§ Task objective: Print the data that follows exactly as it stands, from its first line through the line containing "One marker per instance, like [6,311].", and stop there.
[[ Data records, beginning ]]
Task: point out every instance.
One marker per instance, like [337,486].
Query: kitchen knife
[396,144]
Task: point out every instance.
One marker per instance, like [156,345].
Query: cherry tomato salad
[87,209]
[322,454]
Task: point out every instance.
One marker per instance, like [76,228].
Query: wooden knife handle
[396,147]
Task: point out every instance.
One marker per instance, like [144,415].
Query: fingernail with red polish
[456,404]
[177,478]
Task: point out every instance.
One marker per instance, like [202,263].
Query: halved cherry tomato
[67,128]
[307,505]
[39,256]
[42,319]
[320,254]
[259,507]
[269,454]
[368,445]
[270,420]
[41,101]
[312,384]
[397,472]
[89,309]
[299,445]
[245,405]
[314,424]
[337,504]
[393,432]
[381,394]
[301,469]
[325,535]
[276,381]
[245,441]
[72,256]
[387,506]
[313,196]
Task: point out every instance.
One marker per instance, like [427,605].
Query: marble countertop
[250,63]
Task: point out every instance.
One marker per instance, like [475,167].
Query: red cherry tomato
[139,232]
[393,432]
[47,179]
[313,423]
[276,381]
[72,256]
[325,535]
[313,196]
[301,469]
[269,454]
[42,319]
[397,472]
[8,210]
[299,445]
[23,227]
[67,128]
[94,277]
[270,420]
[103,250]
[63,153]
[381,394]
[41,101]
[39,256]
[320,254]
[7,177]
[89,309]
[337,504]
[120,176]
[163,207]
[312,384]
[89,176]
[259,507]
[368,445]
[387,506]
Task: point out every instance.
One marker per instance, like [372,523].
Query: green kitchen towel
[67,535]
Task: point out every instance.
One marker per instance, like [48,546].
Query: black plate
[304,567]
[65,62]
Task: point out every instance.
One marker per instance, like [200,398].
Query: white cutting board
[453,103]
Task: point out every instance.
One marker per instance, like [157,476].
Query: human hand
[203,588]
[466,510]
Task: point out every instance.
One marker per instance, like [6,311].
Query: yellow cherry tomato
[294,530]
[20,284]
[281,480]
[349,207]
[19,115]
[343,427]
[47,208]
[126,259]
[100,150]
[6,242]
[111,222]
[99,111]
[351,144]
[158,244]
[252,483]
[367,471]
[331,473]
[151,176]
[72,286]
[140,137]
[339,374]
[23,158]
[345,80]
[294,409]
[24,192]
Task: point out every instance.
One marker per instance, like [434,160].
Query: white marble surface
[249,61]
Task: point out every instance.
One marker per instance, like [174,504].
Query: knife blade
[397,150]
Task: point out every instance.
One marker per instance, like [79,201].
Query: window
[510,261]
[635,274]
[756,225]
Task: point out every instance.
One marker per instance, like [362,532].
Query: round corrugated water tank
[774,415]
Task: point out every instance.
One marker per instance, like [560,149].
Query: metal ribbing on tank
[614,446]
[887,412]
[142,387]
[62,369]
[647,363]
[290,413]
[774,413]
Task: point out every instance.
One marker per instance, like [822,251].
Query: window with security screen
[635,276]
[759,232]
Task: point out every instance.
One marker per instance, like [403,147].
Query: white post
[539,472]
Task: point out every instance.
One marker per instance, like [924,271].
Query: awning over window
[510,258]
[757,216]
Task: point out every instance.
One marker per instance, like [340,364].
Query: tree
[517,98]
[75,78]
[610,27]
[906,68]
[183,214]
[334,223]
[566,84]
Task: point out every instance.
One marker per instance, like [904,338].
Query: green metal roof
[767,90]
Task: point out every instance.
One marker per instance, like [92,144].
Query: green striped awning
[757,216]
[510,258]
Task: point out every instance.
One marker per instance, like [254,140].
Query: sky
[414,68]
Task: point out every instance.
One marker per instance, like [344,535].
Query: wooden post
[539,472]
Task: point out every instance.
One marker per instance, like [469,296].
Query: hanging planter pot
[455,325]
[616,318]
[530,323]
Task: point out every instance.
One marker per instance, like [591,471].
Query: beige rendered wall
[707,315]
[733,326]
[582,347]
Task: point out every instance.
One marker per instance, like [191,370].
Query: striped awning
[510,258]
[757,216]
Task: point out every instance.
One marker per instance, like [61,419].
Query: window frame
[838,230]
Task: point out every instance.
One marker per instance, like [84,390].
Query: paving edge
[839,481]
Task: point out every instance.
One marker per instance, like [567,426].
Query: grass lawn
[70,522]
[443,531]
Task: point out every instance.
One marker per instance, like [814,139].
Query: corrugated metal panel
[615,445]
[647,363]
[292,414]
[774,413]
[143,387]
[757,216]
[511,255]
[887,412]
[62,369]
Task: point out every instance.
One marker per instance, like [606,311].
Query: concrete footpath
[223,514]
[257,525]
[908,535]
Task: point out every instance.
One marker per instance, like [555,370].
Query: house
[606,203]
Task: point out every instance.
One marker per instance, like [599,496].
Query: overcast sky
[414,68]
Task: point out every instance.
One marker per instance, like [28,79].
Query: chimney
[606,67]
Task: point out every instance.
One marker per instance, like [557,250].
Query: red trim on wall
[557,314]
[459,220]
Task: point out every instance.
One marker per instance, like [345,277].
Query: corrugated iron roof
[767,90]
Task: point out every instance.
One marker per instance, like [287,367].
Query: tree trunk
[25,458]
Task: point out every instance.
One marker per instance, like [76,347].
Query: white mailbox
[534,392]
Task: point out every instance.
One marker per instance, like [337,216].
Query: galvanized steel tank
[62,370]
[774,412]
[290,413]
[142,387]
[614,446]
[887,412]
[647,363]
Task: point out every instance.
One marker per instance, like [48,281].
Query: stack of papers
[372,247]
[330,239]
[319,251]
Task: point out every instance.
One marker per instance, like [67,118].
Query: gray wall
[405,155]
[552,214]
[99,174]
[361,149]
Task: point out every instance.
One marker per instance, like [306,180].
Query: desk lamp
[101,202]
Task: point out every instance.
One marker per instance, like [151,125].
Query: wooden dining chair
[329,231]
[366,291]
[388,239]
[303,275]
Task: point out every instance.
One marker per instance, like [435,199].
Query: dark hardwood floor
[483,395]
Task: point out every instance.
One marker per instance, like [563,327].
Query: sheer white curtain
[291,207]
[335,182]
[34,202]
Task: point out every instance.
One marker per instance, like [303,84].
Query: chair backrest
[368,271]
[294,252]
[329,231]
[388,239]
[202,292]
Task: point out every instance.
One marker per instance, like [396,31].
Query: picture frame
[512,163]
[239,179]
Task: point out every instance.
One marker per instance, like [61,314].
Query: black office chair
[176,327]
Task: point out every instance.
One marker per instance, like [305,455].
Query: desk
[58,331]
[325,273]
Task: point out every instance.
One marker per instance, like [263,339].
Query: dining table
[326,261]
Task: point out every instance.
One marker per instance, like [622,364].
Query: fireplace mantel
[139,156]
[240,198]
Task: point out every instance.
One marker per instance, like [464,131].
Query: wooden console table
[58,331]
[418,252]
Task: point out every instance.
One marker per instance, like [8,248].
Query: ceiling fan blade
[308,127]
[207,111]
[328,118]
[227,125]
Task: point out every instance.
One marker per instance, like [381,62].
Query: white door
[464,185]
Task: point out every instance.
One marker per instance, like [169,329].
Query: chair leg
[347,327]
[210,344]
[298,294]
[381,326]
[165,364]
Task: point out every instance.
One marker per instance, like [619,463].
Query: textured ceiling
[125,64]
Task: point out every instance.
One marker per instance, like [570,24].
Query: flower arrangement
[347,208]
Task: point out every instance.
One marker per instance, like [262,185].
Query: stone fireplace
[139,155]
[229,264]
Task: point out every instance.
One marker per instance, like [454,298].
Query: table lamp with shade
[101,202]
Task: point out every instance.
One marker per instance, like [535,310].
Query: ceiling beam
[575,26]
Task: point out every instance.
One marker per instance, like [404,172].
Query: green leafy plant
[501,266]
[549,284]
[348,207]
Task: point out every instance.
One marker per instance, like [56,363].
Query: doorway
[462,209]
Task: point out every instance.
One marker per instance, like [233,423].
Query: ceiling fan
[[ Data records, end ]]
§ Result:
Task: point out every instance.
One marker per instance, like [337,486].
Query: kitchen knife
[396,144]
Task: point out every instance.
One marker per instance, like [156,345].
Query: cherry tomato salad
[87,209]
[322,454]
Task: point out every instance.
One marker per instance, like [76,228].
Query: wooden knife handle
[396,147]
Task: point out every instance.
One marker per instance, like [144,415].
Query: fingernail with red polish
[456,404]
[177,478]
Task: point out every instance.
One marker per instance, like [202,263].
Query: halved cherry tomato
[67,128]
[307,505]
[39,256]
[42,319]
[320,254]
[259,507]
[269,454]
[368,445]
[270,420]
[41,101]
[312,384]
[397,472]
[89,309]
[299,445]
[245,405]
[314,424]
[337,504]
[393,432]
[381,394]
[301,469]
[325,535]
[276,381]
[245,441]
[72,256]
[387,506]
[313,196]
Task: point out every instance.
One marker per instance, like [427,605].
Query: marble countertop
[250,63]
Task: point out every instance.
One marker per instance, like [475,167].
Query: red cherry tomato
[139,232]
[393,432]
[47,179]
[313,423]
[276,381]
[72,256]
[325,535]
[313,196]
[301,469]
[269,454]
[42,319]
[397,472]
[8,210]
[299,445]
[23,227]
[67,128]
[94,277]
[270,420]
[103,250]
[63,153]
[381,394]
[41,101]
[39,256]
[320,254]
[7,177]
[89,309]
[337,504]
[120,176]
[163,207]
[312,384]
[89,176]
[259,507]
[368,445]
[387,506]
Task: point out every instance.
One marker per instance, like [372,523].
Query: green kitchen towel
[67,535]
Task: point out every instance.
One marker per instance, like [48,546].
Query: black plate
[304,567]
[65,62]
Task: point out every instance.
One marker per instance, like [200,398].
Query: white cutting board
[453,103]
Task: point out every instance.
One marker per instance, like [157,476].
Query: human hand
[203,588]
[466,510]
Task: point out every instance.
One marker per instance, like [6,311].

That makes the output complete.